### Given passage
Jon Jarvis, regional director of the National Park Service, pointed to The Trust for Public Land banner hanging behind the podium at yesterday's ceremony.

"That sums it up for me," he said. "A lot of people trusted a lot of other people to make this happen."

He noted the group, park service, legislators and the community had to "trust" dedication day would come.

"That trust is well placed," he said. "These things seem to take forever, but now this is protected forever," Jarvis said. "The National Park Service is in the forever business."

The addition more than doubled the park's size, from 182 acres to 420 acres. It includes coastline, an ancient agricultural field system and several species of rare plants.

Now that the National Park Service has taken control of the land, visitor interpretive programs are being developed, including trail markings for points of interest.

Following the dedication ceremony, park rangers conducted hiking tours along the 1871 trail, which is the only access to the new Ki'ilae lands and follows an ancient path that leads south from Honaunau to Ho'okena.

The site of Ki'ilae village lies within the coastal section of the south Keokea and Ki'ilae ahupua'a, or ancient land divisions. It was inhabited until the 1930s and may date back 1,000 years or more, Inouye said. Kamehameha the Great gave the lands at Ki'ilae to his adviser, John Young, as a reward for his services in the 1790s. It later was the home of Kekelaokalani, mother of Queen Emma.

### Source material
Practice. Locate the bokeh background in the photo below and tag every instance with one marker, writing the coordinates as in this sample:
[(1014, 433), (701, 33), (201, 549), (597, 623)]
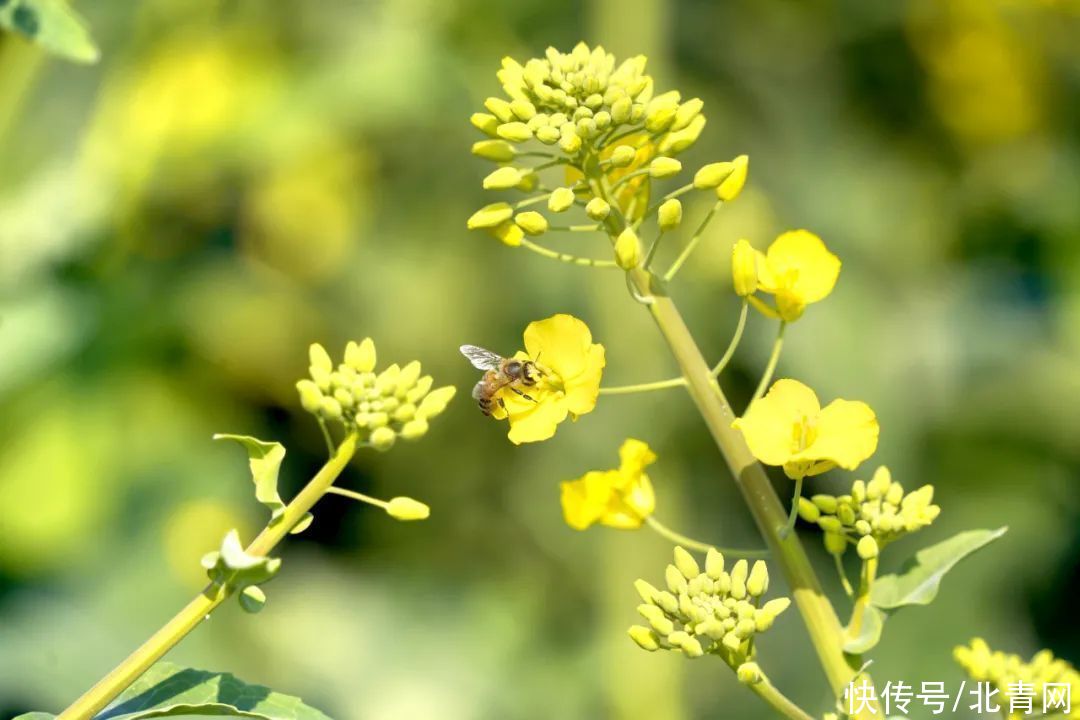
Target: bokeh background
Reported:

### Required tasks
1 > From the Ki'ilae passage above, output the portion from "Jon Jarvis, regional" up to and including "of rare plants.", word for word.
2 > Answer the following from the Ki'ilae passage:
(a) What was the park's size before the addition, and what was it afterward?
(b) Which trail is the only access to the new Ki'ilae lands?
(c) To whom did Kamehameha the Great give the lands at Ki'ilae?

### Complete answers
1 >
Jon Jarvis, regional director of the National Park Service, pointed to The Trust for Public Land banner hanging behind the podium at yesterday's ceremony.

"That sums it up for me," he said. "A lot of people trusted a lot of other people to make this happen."

He noted the group, park service, legislators and the community had to "trust" dedication day would come.

"That trust is well placed," he said. "These things seem to take forever, but now this is protected forever," Jarvis said. "The National Park Service is in the forever business."

The addition more than doubled the park's size, from 182 acres to 420 acres. It includes coastline, an ancient agricultural field system and several species of rare plants.

2 >
(a) 182 acres before; 420 acres after.
(b) The 1871 trail.
(c) His adviser, John Young.